··· AVAILABLE DATA

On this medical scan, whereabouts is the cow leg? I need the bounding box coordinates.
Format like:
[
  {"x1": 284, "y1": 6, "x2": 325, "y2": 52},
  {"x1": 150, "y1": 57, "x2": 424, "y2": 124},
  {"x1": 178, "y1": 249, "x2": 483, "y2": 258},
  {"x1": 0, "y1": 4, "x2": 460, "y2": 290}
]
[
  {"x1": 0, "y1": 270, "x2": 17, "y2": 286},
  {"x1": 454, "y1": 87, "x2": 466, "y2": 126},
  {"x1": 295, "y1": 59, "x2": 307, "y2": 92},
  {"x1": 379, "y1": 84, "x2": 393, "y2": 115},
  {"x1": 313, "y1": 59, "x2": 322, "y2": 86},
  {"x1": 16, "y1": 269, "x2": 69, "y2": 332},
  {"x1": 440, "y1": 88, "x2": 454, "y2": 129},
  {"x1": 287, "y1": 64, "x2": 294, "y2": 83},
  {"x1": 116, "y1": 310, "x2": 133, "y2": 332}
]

······

[TASK ITEM] An exact copy of all the records is the expected answer.

[THE COMPLETED TASK]
On this medical scan, whereabouts is the cow leg? I need the bounding box coordinates.
Format like:
[
  {"x1": 284, "y1": 6, "x2": 325, "y2": 52},
  {"x1": 150, "y1": 57, "x2": 424, "y2": 124},
  {"x1": 178, "y1": 249, "x2": 483, "y2": 258},
  {"x1": 0, "y1": 4, "x2": 460, "y2": 290}
]
[
  {"x1": 0, "y1": 270, "x2": 17, "y2": 286},
  {"x1": 454, "y1": 87, "x2": 466, "y2": 126},
  {"x1": 295, "y1": 59, "x2": 307, "y2": 92},
  {"x1": 379, "y1": 84, "x2": 393, "y2": 115},
  {"x1": 313, "y1": 59, "x2": 322, "y2": 86},
  {"x1": 16, "y1": 269, "x2": 69, "y2": 332},
  {"x1": 440, "y1": 88, "x2": 454, "y2": 129},
  {"x1": 287, "y1": 64, "x2": 294, "y2": 83},
  {"x1": 116, "y1": 310, "x2": 133, "y2": 332}
]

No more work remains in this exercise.